= Peter Townend (surfer) =

Australian surfer

Peter Townend (born 1953), also known as PT, is an Australian surfer and first IPS/ASP World Surfing Champion.

== Early surfing years ==
Townend, born in Coolangatta, Queensland (Australia), was considered to be one of the best surfers in the world throughout the 1970s and 1980s. Townend had an extensive résumé apart from surfing, including movie stuntman, contest organizer, writer, publisher, marketer, and coach to future champions.

Townend began surfing in 1967 and attended his first competition in 1969. By this time he was already shaping boards as well as doing promotional work for Gordon and Smith Australia and working as a UPI journalist for the Sydney Daily Mirror. Townend was building a life in the surfing industry and simultaneously funding his travels. Townend was very competitive, as evidenced by his repeated contest performances at the Australian National Titles. He took 2nd in the juniors division in 1971 and then 2nd in the men’s division in 1972, 1973, 1974, and 1976. He later made history when, at 23 years old, he became the first IPS/ASP World Surfing Champion in 1976. Shortly afterwards Townend co-founded the Bronzed Aussies in an attempt to not only legitimize surfing, but build a global franchise and attract well-funded sponsors to the sport. Many surfers, however, did not accept the clean living lifestyle and the movement eventually fell apart. Townend spent much of 1977 riding waves as William Kat's stunt double in the filming of Big Wednesday. By 1978, Townend was again focused on competition with back-to-back IPS 5th-place finishes in 1978 and 1979. He finally took a much deserved first-place victory at the Hang Ten contest in Durban, South Africa in 1979.

DATA EXCERPTS:
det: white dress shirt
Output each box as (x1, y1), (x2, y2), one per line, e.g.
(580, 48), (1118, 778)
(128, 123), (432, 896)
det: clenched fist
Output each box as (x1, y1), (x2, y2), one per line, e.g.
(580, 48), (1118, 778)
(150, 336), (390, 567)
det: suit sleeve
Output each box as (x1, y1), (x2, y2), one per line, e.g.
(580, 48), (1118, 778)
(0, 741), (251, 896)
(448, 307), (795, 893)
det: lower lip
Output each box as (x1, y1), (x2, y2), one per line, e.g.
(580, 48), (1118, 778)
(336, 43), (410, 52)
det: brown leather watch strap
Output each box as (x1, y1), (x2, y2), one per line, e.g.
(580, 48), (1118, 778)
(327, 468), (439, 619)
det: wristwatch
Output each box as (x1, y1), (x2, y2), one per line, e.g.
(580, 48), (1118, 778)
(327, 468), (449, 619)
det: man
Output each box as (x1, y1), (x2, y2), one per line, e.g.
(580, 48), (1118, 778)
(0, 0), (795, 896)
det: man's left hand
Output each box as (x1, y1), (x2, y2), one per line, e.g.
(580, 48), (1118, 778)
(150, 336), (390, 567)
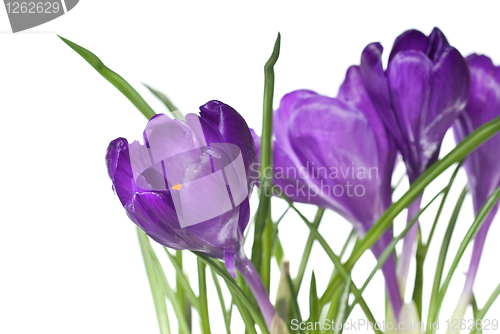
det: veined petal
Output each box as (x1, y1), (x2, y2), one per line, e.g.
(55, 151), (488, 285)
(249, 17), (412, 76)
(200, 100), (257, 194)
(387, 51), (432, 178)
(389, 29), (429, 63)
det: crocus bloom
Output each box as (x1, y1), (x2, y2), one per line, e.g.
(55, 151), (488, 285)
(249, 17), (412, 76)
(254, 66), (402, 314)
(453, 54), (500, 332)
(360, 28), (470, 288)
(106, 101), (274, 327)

* * *

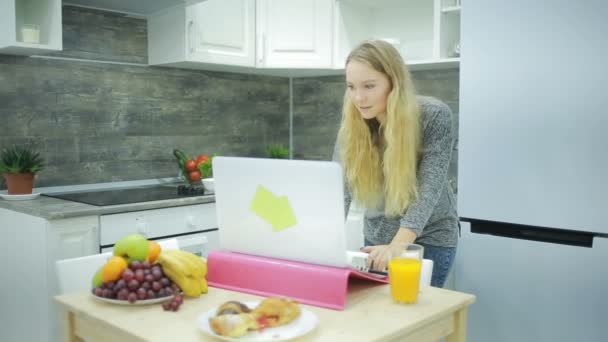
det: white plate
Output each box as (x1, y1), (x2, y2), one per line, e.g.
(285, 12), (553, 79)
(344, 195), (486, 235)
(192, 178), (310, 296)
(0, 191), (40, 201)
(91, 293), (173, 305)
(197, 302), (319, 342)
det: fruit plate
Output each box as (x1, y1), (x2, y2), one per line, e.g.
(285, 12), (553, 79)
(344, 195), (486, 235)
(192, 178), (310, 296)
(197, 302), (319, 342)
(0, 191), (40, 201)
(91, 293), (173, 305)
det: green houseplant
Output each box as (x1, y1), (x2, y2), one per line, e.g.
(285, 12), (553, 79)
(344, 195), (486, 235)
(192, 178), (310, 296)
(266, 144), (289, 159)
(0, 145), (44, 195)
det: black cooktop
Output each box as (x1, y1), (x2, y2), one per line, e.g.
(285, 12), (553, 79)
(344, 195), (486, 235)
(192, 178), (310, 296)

...

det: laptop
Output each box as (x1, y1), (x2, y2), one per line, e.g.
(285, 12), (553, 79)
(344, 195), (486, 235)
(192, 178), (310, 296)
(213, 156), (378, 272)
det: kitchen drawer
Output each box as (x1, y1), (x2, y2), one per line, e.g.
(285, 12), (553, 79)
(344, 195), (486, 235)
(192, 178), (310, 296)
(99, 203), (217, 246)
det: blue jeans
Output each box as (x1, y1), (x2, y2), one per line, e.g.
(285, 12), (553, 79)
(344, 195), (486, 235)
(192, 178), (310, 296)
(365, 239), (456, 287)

TO-DO LIST:
1) Please translate this sentence from the Peter Townend biography into Spanish: "Townend began surfing in 1967 and attended his first competition in 1969."
2) Continue the Peter Townend biography from its last sentence.

ANSWERS PROVIDED:
1) Townend empezó a surfear en 1967 y participó en su primera competición en 1969.

2)
== Other jobs ==
In the same year, Townend moved to Huntington Beach, California to serve as America's National Team coach and executive director. During his tenure, he coached many future world tour contenders including three-time world champion Tom Curren. He also coached the Americans to a win at the World Amateur Championships. By 1984, Townend had begun working for Surfing Magazine, eventually moving up to associate publisher and advertising director. This led to a position as marketing director for Rusty surf wear in 1999. He also got a job as the voice for Prime Ticket and ESPN as a colour commentator for the Association of Surfing Professionals World Championship Tour and the Bud Pro Surfing Tour. Townend was president of the Surf Industry Manufacturers Association (SIMA) for two years and helped found Surfing America, "an organization that oversees ASP North America and the Fosters Pro Surfing Tour and helps focus amateur surfers towards professional competition". As of 2010, Townend serves on the board of directors for USA Skateboarding with the goal to get skateboarding into the Olympics and is founder and owner of ActivEmpire, a company which specializes in action sports brand and media consultancy, coaching, athlete management and promotions.

==Awards==
Townend was inducted into the Huntington Beach Walk of Fame in 1998 and the Australian Surfing Hall of Fame in 2001, as well as the International Surfing Hall of Fame. He received the lifetime achievement award from SIMA in 2013.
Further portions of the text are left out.